Given data =>
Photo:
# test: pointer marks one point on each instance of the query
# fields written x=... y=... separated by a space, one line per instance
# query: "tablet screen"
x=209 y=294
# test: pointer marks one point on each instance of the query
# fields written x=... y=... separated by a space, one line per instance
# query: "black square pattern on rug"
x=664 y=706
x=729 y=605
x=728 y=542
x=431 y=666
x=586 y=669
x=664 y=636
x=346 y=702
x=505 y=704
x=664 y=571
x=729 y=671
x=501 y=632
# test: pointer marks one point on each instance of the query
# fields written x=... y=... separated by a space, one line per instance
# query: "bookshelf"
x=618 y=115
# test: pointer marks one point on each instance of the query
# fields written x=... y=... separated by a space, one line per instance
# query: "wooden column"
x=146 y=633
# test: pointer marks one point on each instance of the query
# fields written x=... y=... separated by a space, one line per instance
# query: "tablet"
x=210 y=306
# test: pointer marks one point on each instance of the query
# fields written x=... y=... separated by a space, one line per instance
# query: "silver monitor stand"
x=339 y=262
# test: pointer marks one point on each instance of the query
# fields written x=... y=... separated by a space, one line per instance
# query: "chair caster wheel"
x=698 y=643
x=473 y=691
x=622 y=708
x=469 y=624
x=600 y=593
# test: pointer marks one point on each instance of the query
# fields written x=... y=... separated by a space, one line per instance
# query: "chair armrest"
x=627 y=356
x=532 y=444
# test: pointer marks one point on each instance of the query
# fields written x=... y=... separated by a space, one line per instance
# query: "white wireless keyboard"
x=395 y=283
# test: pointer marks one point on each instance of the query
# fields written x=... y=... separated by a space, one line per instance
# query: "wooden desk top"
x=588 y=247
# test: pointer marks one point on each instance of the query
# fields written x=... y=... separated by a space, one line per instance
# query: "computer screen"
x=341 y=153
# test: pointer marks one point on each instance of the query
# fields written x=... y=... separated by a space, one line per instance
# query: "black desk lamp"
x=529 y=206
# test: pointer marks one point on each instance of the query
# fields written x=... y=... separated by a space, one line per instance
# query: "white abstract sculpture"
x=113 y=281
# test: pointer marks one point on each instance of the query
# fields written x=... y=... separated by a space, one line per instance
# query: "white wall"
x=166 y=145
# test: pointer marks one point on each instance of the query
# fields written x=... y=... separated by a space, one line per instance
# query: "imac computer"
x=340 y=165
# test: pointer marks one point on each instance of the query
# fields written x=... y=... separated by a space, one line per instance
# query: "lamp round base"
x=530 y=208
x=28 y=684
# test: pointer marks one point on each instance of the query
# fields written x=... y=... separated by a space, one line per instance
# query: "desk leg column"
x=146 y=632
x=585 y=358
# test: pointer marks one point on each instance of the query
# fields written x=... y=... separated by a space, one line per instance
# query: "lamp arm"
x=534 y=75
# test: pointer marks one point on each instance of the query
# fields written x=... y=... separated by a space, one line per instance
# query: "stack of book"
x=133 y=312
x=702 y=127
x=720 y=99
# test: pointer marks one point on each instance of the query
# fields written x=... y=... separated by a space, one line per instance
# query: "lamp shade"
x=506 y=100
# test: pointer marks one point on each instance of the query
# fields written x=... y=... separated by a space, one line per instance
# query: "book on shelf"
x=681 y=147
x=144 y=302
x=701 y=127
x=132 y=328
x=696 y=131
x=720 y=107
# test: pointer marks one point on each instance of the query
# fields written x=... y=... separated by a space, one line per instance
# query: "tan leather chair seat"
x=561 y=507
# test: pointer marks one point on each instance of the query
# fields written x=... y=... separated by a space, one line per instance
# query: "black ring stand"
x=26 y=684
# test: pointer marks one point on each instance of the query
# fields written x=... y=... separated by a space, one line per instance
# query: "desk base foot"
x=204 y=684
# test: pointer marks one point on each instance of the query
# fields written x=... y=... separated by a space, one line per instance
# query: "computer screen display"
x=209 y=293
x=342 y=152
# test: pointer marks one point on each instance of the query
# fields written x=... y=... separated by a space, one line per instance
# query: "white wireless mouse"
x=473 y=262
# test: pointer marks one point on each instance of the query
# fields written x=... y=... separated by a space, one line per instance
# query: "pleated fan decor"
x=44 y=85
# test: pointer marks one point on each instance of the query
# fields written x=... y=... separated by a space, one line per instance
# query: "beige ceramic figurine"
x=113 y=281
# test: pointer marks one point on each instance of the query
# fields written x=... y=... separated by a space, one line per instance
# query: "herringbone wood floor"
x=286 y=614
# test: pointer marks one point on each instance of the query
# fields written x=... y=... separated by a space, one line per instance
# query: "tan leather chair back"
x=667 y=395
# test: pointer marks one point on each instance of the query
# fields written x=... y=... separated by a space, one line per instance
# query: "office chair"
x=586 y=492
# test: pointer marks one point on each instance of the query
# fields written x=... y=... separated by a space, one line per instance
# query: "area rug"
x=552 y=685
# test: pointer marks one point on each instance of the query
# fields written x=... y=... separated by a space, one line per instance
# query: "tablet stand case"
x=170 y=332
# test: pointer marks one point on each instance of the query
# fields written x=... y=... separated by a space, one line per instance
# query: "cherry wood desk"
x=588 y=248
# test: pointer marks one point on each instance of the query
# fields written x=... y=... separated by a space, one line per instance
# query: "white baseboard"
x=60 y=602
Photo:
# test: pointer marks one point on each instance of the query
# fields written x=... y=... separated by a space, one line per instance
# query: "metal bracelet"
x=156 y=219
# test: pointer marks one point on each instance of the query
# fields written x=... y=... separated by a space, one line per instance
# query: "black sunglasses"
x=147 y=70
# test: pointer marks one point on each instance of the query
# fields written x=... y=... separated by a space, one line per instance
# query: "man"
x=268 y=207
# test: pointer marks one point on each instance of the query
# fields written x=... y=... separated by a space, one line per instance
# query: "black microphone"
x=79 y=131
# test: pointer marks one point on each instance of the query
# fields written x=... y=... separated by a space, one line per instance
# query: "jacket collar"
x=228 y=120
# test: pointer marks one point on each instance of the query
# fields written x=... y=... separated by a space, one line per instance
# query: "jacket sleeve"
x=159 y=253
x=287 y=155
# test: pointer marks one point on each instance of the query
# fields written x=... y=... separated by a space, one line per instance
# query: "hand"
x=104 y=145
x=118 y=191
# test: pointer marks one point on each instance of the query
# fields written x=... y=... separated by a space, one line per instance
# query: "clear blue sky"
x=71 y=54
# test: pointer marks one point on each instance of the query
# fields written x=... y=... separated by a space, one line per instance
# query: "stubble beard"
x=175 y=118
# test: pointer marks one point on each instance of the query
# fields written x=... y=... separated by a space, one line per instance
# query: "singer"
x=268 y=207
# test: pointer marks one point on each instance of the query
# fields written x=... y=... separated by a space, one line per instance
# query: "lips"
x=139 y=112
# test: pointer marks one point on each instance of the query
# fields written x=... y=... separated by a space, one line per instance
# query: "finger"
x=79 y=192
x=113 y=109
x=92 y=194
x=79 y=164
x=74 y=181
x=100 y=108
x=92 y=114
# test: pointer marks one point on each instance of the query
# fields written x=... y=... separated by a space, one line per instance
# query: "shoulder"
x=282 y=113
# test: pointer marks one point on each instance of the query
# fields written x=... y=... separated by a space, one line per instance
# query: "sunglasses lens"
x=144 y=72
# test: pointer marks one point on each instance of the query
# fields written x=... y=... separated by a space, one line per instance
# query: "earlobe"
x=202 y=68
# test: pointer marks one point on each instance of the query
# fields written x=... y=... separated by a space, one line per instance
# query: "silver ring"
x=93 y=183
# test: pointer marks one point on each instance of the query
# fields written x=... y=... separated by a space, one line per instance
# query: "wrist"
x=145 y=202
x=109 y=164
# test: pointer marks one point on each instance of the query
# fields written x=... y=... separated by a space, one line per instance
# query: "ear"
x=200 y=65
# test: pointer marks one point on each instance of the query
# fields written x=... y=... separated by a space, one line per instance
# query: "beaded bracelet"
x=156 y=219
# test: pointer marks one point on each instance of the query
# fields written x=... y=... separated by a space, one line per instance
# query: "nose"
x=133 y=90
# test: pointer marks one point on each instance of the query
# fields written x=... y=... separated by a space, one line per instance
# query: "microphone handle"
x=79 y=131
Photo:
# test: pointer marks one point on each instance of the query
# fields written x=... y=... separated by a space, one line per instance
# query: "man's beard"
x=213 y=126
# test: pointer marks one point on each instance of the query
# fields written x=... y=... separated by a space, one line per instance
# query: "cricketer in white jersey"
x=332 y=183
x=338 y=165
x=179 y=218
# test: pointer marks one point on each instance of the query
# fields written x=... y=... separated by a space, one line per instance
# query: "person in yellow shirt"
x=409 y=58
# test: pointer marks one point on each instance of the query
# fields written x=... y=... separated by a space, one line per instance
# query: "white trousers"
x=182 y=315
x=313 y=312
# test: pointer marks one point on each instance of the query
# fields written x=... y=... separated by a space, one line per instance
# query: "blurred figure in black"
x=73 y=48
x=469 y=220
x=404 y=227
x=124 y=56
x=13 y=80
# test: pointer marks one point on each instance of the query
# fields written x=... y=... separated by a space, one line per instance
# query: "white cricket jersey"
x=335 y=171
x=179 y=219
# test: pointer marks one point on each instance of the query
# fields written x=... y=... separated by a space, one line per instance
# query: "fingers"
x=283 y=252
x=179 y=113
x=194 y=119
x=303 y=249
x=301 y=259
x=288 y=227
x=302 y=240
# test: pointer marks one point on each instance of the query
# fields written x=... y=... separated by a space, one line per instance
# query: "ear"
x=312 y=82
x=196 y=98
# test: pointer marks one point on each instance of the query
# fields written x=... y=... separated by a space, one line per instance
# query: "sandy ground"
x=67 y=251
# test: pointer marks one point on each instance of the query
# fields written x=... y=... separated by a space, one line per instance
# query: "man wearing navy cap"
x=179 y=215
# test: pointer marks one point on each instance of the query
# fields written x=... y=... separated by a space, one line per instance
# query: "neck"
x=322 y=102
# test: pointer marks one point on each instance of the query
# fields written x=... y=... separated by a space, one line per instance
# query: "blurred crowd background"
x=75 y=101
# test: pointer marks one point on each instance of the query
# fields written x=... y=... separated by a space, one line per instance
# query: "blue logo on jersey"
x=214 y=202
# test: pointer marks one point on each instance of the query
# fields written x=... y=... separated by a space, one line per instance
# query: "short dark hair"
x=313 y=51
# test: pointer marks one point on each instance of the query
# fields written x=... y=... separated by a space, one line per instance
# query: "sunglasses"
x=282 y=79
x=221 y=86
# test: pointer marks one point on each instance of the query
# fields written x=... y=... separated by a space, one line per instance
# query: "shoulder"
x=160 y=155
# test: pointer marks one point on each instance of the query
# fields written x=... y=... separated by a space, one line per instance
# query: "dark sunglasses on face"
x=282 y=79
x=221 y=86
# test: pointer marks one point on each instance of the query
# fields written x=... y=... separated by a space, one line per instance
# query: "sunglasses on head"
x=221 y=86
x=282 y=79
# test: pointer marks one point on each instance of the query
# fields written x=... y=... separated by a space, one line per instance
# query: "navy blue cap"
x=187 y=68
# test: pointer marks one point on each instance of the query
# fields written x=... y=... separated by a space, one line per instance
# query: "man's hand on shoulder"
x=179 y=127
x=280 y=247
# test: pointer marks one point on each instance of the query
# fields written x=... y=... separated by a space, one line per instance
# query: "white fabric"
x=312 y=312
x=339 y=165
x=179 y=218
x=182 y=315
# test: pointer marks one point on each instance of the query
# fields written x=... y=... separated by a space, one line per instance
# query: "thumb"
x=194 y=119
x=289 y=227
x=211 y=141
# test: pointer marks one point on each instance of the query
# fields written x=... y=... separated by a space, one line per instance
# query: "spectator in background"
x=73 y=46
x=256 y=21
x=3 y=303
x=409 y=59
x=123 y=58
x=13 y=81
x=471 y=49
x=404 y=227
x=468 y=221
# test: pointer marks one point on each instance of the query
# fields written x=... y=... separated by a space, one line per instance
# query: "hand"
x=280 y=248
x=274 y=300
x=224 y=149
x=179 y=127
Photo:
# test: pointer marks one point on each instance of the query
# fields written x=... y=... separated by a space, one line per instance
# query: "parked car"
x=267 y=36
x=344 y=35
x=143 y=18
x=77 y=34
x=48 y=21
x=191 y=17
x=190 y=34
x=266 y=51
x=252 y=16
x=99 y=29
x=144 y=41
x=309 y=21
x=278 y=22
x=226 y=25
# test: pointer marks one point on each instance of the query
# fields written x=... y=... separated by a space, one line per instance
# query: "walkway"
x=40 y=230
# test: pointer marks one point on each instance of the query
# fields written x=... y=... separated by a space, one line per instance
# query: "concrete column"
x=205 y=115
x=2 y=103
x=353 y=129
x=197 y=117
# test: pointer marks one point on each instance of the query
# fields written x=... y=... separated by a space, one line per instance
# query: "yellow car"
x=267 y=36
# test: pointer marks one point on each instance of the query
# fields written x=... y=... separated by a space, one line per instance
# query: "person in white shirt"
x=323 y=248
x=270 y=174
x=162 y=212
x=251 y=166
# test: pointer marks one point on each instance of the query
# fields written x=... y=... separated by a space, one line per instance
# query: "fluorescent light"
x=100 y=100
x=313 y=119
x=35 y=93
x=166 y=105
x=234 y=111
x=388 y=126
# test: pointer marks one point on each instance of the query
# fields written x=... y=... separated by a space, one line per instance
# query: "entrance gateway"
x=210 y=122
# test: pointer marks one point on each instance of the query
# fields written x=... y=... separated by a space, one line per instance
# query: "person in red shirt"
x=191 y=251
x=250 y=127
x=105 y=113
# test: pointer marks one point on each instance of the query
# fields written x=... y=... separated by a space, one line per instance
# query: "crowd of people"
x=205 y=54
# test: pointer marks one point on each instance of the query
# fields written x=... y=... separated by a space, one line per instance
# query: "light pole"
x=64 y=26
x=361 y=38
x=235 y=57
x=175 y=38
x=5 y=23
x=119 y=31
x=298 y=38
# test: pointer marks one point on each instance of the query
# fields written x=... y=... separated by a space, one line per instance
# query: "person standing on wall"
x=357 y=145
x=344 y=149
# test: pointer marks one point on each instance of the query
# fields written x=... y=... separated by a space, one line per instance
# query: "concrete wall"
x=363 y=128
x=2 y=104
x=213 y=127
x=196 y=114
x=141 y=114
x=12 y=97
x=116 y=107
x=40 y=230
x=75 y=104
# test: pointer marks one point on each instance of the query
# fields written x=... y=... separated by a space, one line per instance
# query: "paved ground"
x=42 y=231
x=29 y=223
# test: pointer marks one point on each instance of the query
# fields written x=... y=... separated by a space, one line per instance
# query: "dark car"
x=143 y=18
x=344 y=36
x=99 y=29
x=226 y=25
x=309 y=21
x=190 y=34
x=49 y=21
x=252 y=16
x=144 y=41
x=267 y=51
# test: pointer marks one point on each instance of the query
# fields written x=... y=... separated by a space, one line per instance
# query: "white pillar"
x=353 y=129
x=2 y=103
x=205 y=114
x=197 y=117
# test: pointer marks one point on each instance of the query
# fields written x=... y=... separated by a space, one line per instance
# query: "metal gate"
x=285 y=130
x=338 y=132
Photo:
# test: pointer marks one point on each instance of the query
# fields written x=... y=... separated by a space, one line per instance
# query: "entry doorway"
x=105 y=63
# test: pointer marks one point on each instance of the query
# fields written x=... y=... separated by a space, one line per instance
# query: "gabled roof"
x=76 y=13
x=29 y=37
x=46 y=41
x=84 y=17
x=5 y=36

Exercise description => Pull out every line of the material above that contains the string "column", matching case exactly.

Answer =>
# query: "wooden column"
# query: "desk leg column"
# query: "concrete column"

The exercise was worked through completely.